* [Exercises]:
- a) In the Tolkien commentary, what two themes does the end of "Fog on the Barrow Downs" introduce?
- b) Extract the passage of the Tolkien commentary from "June 25, 2008" to "the second with self-sacrifice.".

* [Excerpt provided]:

Strider makes himself untrustworthy from the start, by dropping hints about Frodo’s name: “I am very pleased to meet you, Master—Underhill, if old Butterbur got your name right.” This brings to mind the name of Baggins, and the reader wonders if any fellows on black horses have been asking for Baggins in Bree. Then, while Frodo is up on the table distracting Pippin’s audience, he feels exactly what he has felt previously in the presence of the Black Riders—the temptation, apparently from outside himself, to put on the Ring.

In short, even before the meeting with Strider, the letter from Gandalf, and the actual attack on the Inn, the Black Riders are everywhere in Bree. The unusual thing about the way Tolkien brings this to the reader’s awareness, however, is that he almost never mentions them directly. (The one blunt exception to this is Sam’s thoughts about them.) Just as the Riders are unseen, they are unspoken; and this adds power to the reader’s fears and suspicions about them. It is Tolkien’s subtle playing with the reader’s expectations that makes them invisibly present even at the merriest moment in the inn’s common room.

Once again there will be a progression with the Black Riders: an unspoken presence in Chapter 9, Strider’s revelation of who they are in Chapter 10, and finally a tour de force of their powers in Chapter 11. Gandalf too becomes an increasingly important matter; but that should be reserved for another post.

Two More Themes

June 25, 2008

As a concluding thought on “Fog on the Barrow Downs,” I think that the end of this chapter introduces two themes that will become important through the rest of the book.  Both themes, interestingly, are integral to the world of Men, on whose brink the Hobbits are now teetering.  The first theme has to do with greed; the second with self-sacrifice.

 

The chief evil represented by the barrow-wight is, oddly enough, not an abstract one but the very concrete evil of goldlust.  This may not be apparent at first, but consider the way in which Tom Bombadil breaks the spell on the barrow after exorcising the wight from it.  He brings out the mound’s treasures and bids them lie there, “free to all finders, birds, beasts, Elves or Men, and all kindly creatures.”  This particular cure suggests that the curse on the barrow originally had to do with the hoarding of gold.

 

This theme is unfortunately very common in Middle Earth.  One remembers the end of The Hobbit, where five armies fight over the possession of a dragon’s treasure.  One also thinks of The Silmarillion, where Feanor’s proud refusal to give up his jewels in order to rekindle the light of the Two Trees initiates a series of disasters, the implications of which continue even down into the days of Frodo and Aragorn.  And, repeatedly, Tolkien casts the appeal of the Ring in terms of its beautiful golden hue.  Greed and goldlust are among the cardinal sins in Middle Earth.

 

Along with the theme of Men’s greediness, however, Tolkien introduces the theme of their nobility.  That is, he introduces the first hint of a line of Men who will become increasingly important to the tale:  the Numenoreans, who have dwindled to become the Rangers.

* [Data block]:
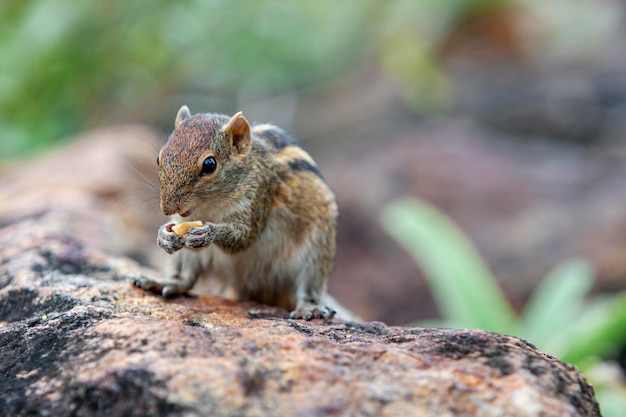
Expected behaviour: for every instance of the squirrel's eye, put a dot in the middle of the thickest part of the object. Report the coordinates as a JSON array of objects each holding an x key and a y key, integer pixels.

* [The responses]:
- a) Greed and self-sacrifice.

- b)
June 25, 2008

As a concluding thought on “Fog on the Barrow Downs,” I think that the end of this chapter introduces two themes that will become important through the rest of the book.  Both themes, interestingly, are integral to the world of Men, on whose brink the Hobbits are now teetering.  The first theme has to do with greed; the second with self-sacrifice.